• Problem statement:
Convert every line of the records below into a JSON list of strings, one string per line, omitting blank lines and leaving out the pictures.

• Supplied entries:
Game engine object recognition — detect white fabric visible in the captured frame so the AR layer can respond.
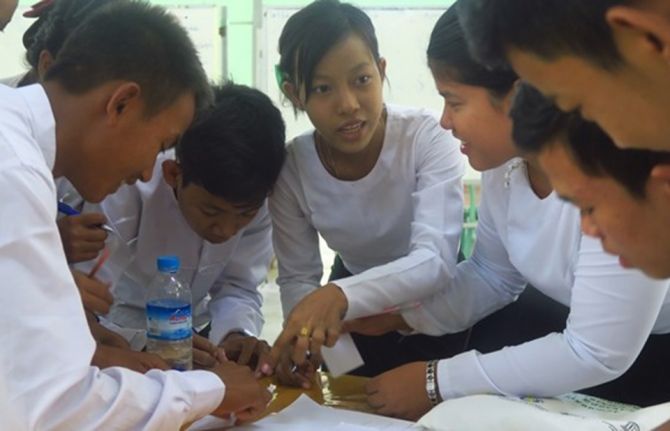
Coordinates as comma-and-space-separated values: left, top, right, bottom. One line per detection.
0, 85, 225, 430
270, 106, 464, 319
75, 152, 272, 344
403, 160, 670, 399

• Complete output:
[
  "Game engine object recognition — detect white fabric visible in the captured frame so the AR layer can respond.",
  "Coordinates as comma-and-space-separated values: left, top, right, bottom. One line per detection.",
  "0, 85, 225, 430",
  "270, 106, 464, 319",
  "75, 152, 272, 344",
  "403, 160, 670, 399"
]